# [Set task]
Return every one of the entries below verbatim, line for line, without changing anything.

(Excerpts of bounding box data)
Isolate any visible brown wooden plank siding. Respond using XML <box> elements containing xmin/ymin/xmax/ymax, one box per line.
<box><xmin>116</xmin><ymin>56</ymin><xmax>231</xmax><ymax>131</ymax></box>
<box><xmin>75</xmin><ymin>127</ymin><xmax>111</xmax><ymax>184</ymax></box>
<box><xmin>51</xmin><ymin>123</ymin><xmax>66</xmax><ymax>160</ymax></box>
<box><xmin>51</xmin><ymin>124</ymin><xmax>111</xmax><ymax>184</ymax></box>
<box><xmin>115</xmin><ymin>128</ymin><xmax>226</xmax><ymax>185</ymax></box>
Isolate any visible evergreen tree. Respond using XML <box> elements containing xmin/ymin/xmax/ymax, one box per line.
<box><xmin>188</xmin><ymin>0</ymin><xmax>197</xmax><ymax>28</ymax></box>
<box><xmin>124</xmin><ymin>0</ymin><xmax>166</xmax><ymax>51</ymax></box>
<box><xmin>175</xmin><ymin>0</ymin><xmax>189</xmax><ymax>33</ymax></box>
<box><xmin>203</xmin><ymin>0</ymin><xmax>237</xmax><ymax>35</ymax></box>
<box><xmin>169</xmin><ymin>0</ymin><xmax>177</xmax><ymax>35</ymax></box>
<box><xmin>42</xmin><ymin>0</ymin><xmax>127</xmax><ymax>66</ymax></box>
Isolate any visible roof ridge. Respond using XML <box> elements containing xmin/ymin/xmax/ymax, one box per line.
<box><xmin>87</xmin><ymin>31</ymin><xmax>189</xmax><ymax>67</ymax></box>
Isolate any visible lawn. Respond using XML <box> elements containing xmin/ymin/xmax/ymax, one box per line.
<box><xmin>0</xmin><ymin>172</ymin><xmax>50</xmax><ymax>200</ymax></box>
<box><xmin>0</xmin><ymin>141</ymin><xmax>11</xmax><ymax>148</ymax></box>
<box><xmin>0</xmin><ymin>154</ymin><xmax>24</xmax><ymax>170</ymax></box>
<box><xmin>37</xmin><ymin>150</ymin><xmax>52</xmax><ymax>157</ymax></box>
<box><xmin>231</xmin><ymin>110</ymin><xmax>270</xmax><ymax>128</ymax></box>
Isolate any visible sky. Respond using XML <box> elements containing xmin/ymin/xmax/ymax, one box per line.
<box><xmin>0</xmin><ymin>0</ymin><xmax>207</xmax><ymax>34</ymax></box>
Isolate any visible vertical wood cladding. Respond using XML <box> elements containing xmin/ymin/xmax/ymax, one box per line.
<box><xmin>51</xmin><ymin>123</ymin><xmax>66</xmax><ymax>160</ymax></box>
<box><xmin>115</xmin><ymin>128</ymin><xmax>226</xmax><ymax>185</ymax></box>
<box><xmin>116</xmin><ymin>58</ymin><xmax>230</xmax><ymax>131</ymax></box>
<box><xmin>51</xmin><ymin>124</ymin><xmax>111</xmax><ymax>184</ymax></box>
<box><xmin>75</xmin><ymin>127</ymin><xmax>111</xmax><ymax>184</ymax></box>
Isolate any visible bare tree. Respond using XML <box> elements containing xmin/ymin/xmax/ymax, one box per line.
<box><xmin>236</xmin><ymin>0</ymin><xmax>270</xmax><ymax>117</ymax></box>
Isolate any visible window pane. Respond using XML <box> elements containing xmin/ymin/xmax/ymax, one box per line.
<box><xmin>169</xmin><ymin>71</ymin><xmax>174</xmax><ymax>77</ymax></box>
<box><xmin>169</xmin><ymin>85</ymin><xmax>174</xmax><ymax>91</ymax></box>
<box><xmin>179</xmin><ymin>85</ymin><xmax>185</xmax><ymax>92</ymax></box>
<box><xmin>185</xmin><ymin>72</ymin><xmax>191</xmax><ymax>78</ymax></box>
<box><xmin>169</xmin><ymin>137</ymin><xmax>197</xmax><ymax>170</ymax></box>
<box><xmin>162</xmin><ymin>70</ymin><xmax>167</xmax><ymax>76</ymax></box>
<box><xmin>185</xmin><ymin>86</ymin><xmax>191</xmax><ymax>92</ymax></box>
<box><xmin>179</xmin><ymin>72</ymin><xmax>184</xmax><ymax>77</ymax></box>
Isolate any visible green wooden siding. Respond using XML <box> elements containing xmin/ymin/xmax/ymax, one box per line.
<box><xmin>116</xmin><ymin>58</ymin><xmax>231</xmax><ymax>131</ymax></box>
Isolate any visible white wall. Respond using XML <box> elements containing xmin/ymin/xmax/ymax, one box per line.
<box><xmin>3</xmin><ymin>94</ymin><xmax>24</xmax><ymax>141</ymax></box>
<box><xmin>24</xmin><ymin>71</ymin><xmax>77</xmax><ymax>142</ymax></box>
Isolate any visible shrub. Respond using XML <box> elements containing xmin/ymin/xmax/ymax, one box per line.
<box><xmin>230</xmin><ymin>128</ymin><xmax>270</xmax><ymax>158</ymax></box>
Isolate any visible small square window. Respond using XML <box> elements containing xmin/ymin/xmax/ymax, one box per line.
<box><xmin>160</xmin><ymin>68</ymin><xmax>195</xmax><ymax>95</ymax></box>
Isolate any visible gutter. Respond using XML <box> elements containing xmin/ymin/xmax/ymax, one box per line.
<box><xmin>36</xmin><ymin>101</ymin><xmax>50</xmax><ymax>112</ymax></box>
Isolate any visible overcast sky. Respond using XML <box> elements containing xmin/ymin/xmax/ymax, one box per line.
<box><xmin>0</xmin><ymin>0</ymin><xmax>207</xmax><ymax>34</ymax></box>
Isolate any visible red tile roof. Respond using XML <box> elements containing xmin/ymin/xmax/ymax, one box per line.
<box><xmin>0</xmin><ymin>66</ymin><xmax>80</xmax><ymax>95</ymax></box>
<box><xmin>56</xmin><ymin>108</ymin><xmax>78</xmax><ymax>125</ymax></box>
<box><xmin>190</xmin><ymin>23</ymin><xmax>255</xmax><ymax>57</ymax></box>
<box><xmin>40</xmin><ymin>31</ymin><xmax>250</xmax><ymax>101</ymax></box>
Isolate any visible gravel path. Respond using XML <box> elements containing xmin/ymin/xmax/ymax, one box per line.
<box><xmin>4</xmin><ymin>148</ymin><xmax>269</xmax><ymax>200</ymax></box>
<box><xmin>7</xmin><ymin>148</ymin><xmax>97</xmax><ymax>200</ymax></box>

# [Exercise answer]
Isolate any visible brown wooden plank siding. Respond using XML <box> elements containing xmin/ymin/xmax/ymax, one box per line.
<box><xmin>116</xmin><ymin>56</ymin><xmax>231</xmax><ymax>131</ymax></box>
<box><xmin>75</xmin><ymin>127</ymin><xmax>111</xmax><ymax>184</ymax></box>
<box><xmin>51</xmin><ymin>123</ymin><xmax>66</xmax><ymax>160</ymax></box>
<box><xmin>51</xmin><ymin>124</ymin><xmax>111</xmax><ymax>184</ymax></box>
<box><xmin>115</xmin><ymin>128</ymin><xmax>226</xmax><ymax>185</ymax></box>
Isolate any visible evergreen tree. Respond using XML <box> elements containing xmin/ymin/xmax/ymax, one box per line.
<box><xmin>188</xmin><ymin>0</ymin><xmax>197</xmax><ymax>28</ymax></box>
<box><xmin>124</xmin><ymin>0</ymin><xmax>166</xmax><ymax>51</ymax></box>
<box><xmin>175</xmin><ymin>0</ymin><xmax>189</xmax><ymax>33</ymax></box>
<box><xmin>203</xmin><ymin>0</ymin><xmax>237</xmax><ymax>35</ymax></box>
<box><xmin>169</xmin><ymin>0</ymin><xmax>177</xmax><ymax>35</ymax></box>
<box><xmin>42</xmin><ymin>0</ymin><xmax>127</xmax><ymax>66</ymax></box>
Isolate any visible roof ridge. Respond using XML <box> elements containing xmin/ymin/xmax/ymax, one box per line.
<box><xmin>87</xmin><ymin>31</ymin><xmax>189</xmax><ymax>67</ymax></box>
Isolate any visible lawn. Respond using XML <box> elements containing xmin/ymin/xmax/ymax, one box per line.
<box><xmin>0</xmin><ymin>172</ymin><xmax>50</xmax><ymax>200</ymax></box>
<box><xmin>0</xmin><ymin>141</ymin><xmax>11</xmax><ymax>148</ymax></box>
<box><xmin>0</xmin><ymin>154</ymin><xmax>24</xmax><ymax>170</ymax></box>
<box><xmin>37</xmin><ymin>150</ymin><xmax>52</xmax><ymax>157</ymax></box>
<box><xmin>231</xmin><ymin>110</ymin><xmax>270</xmax><ymax>128</ymax></box>
Isolate any visible sky. Respond using XML <box> elements containing xmin/ymin/xmax/ymax, one box per line.
<box><xmin>0</xmin><ymin>0</ymin><xmax>207</xmax><ymax>34</ymax></box>
Isolate any visible vertical wood cladding. Respond using XML <box> elements containing xmin/ymin/xmax/ymax, one box per line.
<box><xmin>51</xmin><ymin>123</ymin><xmax>66</xmax><ymax>160</ymax></box>
<box><xmin>115</xmin><ymin>128</ymin><xmax>226</xmax><ymax>185</ymax></box>
<box><xmin>116</xmin><ymin>58</ymin><xmax>230</xmax><ymax>131</ymax></box>
<box><xmin>51</xmin><ymin>124</ymin><xmax>111</xmax><ymax>184</ymax></box>
<box><xmin>75</xmin><ymin>127</ymin><xmax>111</xmax><ymax>184</ymax></box>
Isolate any visible bare tree. Respond using XML <box> elements containing xmin/ymin/xmax/ymax, one box per line.
<box><xmin>236</xmin><ymin>0</ymin><xmax>270</xmax><ymax>117</ymax></box>
Isolate any visible window pane. Respond using XML <box> elements containing xmin/ymin/xmax/ymax, one box per line.
<box><xmin>169</xmin><ymin>71</ymin><xmax>174</xmax><ymax>77</ymax></box>
<box><xmin>169</xmin><ymin>85</ymin><xmax>174</xmax><ymax>91</ymax></box>
<box><xmin>179</xmin><ymin>85</ymin><xmax>185</xmax><ymax>92</ymax></box>
<box><xmin>185</xmin><ymin>72</ymin><xmax>191</xmax><ymax>78</ymax></box>
<box><xmin>169</xmin><ymin>137</ymin><xmax>197</xmax><ymax>170</ymax></box>
<box><xmin>162</xmin><ymin>70</ymin><xmax>167</xmax><ymax>76</ymax></box>
<box><xmin>185</xmin><ymin>86</ymin><xmax>191</xmax><ymax>92</ymax></box>
<box><xmin>179</xmin><ymin>72</ymin><xmax>184</xmax><ymax>77</ymax></box>
Isolate any visible green wooden siding. Respond using XML <box> elements containing xmin/ymin/xmax/ymax, one box per line.
<box><xmin>116</xmin><ymin>58</ymin><xmax>231</xmax><ymax>131</ymax></box>
Isolate any visible white wall. Respond using XML <box> elements containing xmin/ymin/xmax/ymax, one box per line.
<box><xmin>3</xmin><ymin>94</ymin><xmax>24</xmax><ymax>141</ymax></box>
<box><xmin>24</xmin><ymin>71</ymin><xmax>77</xmax><ymax>142</ymax></box>
Isolate any visible shrub. Respond using XML <box> elements containing xmin/ymin/xmax/ymax, one box per line.
<box><xmin>230</xmin><ymin>128</ymin><xmax>270</xmax><ymax>158</ymax></box>
Isolate any visible small square window. Respond using XML <box> elements containing xmin/ymin/xmax/ymax, one box per line.
<box><xmin>160</xmin><ymin>68</ymin><xmax>195</xmax><ymax>95</ymax></box>
Isolate any visible gutter. Respond using XML <box> elements containing xmin/ymin/xmax/ymax, one box per line.
<box><xmin>36</xmin><ymin>101</ymin><xmax>50</xmax><ymax>112</ymax></box>
Isolate any visible overcast sky. Respond using XML <box> elements containing xmin/ymin/xmax/ymax, one box per line.
<box><xmin>0</xmin><ymin>0</ymin><xmax>207</xmax><ymax>34</ymax></box>
Isolate any visible red tile roof. Respond using XML <box> elements containing xmin/ymin/xmax/ymax, one box per line.
<box><xmin>0</xmin><ymin>66</ymin><xmax>80</xmax><ymax>95</ymax></box>
<box><xmin>56</xmin><ymin>108</ymin><xmax>78</xmax><ymax>125</ymax></box>
<box><xmin>190</xmin><ymin>23</ymin><xmax>255</xmax><ymax>57</ymax></box>
<box><xmin>40</xmin><ymin>31</ymin><xmax>250</xmax><ymax>101</ymax></box>
Isolate any visible gravel path. Respond using XML <box> elements containing xmin/ymin/xmax/ymax, one box per line.
<box><xmin>4</xmin><ymin>148</ymin><xmax>269</xmax><ymax>200</ymax></box>
<box><xmin>7</xmin><ymin>148</ymin><xmax>97</xmax><ymax>200</ymax></box>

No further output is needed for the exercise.